DATA FOR ANALYSIS:
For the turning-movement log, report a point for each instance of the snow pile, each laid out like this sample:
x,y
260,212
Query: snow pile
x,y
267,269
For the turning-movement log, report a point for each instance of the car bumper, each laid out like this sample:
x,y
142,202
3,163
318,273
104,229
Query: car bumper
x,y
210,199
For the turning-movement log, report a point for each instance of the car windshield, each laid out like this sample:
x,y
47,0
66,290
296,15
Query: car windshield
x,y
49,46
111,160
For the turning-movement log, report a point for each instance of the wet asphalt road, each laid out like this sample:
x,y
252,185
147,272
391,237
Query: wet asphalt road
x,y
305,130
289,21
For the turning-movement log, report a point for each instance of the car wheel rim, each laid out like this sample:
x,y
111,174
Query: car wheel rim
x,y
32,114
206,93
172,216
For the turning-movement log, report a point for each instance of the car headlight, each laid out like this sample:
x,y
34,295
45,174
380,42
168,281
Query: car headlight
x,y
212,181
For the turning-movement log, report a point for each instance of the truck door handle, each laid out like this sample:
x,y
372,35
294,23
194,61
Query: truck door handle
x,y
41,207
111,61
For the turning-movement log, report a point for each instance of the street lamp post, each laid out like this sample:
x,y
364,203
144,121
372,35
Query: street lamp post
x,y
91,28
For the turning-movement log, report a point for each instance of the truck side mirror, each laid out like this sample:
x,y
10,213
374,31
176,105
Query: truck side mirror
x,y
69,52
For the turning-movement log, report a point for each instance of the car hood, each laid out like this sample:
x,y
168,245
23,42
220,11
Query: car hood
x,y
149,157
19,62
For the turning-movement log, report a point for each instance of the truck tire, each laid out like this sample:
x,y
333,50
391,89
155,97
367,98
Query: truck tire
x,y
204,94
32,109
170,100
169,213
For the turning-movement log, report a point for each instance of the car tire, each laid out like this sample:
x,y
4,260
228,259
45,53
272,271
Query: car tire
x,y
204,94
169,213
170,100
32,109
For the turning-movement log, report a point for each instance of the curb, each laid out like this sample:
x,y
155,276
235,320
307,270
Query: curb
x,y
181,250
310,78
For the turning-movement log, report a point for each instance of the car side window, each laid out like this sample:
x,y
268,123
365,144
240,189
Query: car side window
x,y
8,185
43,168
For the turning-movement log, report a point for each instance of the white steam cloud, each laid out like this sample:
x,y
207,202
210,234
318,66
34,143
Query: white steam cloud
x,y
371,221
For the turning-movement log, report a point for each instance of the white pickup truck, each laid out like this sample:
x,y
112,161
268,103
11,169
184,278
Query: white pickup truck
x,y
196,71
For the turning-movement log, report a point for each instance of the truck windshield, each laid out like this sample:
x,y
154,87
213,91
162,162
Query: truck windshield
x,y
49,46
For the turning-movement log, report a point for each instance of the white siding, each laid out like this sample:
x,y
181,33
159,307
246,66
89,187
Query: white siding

WHAT YOU NEED TO DO: Copy the records out again word for word.

SOLUTION TO THIS TASK:
For the turning-movement log, report a point for each instance of the snow pile, each laid out like this sample:
x,y
260,212
Query: snow pile
x,y
267,269
For the turning-movement log, report a point for each instance of the car bumper, each laid out like this sample:
x,y
142,202
3,163
318,273
104,229
Query: car bumper
x,y
210,199
For the turning-movement log, report a point for each instance of the car windshield, each laid out like this sample:
x,y
47,0
66,290
296,15
Query: car windshield
x,y
49,46
111,160
For the turning-movement log, report a point for each instance of the wet asphalt road, each laid out like this sample:
x,y
252,185
147,272
391,237
Query: wet asphalt road
x,y
305,130
289,21
For the turning-movement log, report a point for each instance of the car wheel rim, each laid out like this sample:
x,y
111,174
Query: car wheel rim
x,y
32,114
206,93
172,216
For the turning-movement log, report a point for each instance of the car headlight, each laid out like this sample:
x,y
34,295
45,174
380,42
168,281
Query: car headlight
x,y
212,181
For the turning-movement log, report a point for each instance of the truck door handle, each laid out like this sample:
x,y
372,35
294,23
194,61
Query: truck door handle
x,y
41,207
111,61
For the turning-movement log, report a point for each instance of the street lamp post, each laid out like this sample:
x,y
364,203
144,121
372,35
Query: street lamp post
x,y
91,28
For the turning-movement log, report a point for each instance of the truck side mirror, each laid out like this sample:
x,y
10,213
374,31
176,105
Query: truck side mirror
x,y
69,52
For the turning-movement log, report a point for each instance of the car hood, each laid out like this sample:
x,y
168,245
23,42
220,11
Query: car hood
x,y
149,157
19,62
For the turning-movement log, report a point for each instance of the truck tire, each laid out like this sample:
x,y
333,50
391,89
155,97
367,98
Query: truck tire
x,y
204,94
32,109
170,100
169,213
For the turning-movement log, report a point for each instance of the car tire, each laid out like this sample:
x,y
4,260
228,259
45,53
272,271
Query: car tire
x,y
204,94
169,213
170,100
32,109
For the turning-movement log, report a point for each instance of the curb, each laid out like this sample:
x,y
155,276
235,320
307,270
Query: curb
x,y
181,250
310,78
For the turning-movement log, report a point for each instance of the car side window, each laid out like this sample:
x,y
268,123
365,144
240,189
Query: car side window
x,y
8,185
43,168
For the turning-movement log, report a point for each instance of the white steam cloud, each laid out like this sample:
x,y
207,202
210,234
318,66
34,143
Query: white steam cloud
x,y
371,221
For the turning-movement log, report a point for each instance of the white pickup truck, each laid out like this sample:
x,y
112,161
268,103
11,169
184,278
Query: white pickup truck
x,y
196,71
For the turning-movement log, report a point for each instance of the truck windshield, each laid out like this sample:
x,y
154,87
213,91
162,162
Query: truck windshield
x,y
49,46
For the turning-movement log, report a point for each instance of the white siding, each laid out like this sample:
x,y
181,33
159,307
246,66
89,187
Query: white siding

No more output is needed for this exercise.